**What the task asks**
Retype the records below without any changes, beginning at the line that contains "of the toes" and continuing through the end of the records.

[Excerpts from a point labeling dataset]
====

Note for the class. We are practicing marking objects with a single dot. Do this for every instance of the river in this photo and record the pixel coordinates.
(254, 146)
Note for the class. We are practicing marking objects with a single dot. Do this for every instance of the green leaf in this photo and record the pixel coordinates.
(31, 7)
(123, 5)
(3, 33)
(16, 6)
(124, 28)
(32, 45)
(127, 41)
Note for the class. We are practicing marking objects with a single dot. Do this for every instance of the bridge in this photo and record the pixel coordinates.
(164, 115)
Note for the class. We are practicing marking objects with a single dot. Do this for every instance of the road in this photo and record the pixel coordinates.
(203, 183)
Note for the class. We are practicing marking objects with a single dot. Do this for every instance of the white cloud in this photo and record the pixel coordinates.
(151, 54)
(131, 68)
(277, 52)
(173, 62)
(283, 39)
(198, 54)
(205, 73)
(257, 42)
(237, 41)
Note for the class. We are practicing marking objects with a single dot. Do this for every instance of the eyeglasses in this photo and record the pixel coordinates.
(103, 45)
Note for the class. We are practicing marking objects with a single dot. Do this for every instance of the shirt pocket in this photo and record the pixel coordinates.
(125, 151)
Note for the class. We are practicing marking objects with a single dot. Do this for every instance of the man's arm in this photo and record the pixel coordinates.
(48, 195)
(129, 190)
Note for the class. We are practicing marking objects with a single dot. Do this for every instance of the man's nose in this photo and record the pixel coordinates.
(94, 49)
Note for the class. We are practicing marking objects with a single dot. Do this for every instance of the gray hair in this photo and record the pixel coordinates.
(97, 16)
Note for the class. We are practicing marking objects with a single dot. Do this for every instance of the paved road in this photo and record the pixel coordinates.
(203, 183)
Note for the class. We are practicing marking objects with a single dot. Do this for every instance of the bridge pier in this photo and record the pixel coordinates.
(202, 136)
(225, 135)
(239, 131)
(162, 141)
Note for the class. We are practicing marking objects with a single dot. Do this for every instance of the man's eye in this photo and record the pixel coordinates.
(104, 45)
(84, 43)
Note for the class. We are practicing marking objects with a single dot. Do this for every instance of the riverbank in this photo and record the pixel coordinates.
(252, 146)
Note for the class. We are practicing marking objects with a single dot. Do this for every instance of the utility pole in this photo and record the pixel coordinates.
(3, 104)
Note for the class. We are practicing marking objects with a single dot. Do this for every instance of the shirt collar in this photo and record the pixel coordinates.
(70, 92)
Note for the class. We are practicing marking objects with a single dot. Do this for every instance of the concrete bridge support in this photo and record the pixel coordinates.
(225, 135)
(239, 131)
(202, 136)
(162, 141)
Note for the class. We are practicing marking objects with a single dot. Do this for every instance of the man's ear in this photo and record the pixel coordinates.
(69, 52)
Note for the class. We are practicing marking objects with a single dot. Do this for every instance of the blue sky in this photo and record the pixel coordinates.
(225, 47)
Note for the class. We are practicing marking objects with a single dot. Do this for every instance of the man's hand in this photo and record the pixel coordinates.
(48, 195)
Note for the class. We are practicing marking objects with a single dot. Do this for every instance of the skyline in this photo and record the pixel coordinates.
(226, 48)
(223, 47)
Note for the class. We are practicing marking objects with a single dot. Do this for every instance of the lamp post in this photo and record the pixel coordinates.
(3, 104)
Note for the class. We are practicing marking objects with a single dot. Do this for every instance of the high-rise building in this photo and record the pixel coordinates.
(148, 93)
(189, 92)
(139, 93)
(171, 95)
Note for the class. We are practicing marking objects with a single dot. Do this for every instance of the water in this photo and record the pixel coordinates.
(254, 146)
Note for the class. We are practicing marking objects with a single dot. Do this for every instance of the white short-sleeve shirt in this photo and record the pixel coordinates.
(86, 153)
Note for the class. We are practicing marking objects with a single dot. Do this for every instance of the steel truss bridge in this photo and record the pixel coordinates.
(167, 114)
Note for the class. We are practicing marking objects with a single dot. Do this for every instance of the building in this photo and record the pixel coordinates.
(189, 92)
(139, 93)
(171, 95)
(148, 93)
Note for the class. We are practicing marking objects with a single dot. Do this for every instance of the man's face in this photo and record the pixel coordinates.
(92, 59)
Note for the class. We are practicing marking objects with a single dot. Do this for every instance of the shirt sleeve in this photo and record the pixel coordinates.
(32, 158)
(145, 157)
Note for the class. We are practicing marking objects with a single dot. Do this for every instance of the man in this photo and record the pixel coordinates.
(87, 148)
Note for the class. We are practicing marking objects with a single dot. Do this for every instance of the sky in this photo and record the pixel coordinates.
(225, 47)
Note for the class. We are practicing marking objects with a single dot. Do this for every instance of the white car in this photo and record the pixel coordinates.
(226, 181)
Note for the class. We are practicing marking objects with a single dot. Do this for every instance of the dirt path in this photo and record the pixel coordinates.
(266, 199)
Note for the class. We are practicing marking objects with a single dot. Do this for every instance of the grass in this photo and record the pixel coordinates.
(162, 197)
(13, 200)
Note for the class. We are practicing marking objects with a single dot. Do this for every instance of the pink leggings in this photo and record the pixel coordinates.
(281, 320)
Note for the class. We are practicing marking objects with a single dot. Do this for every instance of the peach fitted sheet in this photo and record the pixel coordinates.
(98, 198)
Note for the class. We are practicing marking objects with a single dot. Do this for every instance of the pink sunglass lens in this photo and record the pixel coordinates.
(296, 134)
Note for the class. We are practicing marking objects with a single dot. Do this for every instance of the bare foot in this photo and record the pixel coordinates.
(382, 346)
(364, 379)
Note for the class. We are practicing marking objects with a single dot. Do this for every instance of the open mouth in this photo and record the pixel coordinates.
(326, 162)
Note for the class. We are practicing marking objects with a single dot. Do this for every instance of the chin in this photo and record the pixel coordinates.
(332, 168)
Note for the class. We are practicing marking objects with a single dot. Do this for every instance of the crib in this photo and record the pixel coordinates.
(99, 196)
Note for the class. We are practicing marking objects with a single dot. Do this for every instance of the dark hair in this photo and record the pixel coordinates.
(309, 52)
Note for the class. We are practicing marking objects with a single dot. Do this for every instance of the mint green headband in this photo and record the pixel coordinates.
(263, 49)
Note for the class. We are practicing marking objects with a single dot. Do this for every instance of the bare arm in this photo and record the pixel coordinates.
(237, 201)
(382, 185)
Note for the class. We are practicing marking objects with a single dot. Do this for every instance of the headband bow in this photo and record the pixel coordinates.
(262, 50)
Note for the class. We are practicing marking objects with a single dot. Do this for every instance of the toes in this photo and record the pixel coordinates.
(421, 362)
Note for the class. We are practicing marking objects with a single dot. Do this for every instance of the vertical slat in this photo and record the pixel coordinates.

====

**Finished task**
Note for the class. We are practicing marking objects with a single dot. Do this for every instance of the toes in this photo and record the pixel coordinates.
(421, 362)
Note for the class. We are practicing marking objects with a single dot. Do this for every instance of the vertical slat in this photo and record the pixel coordinates.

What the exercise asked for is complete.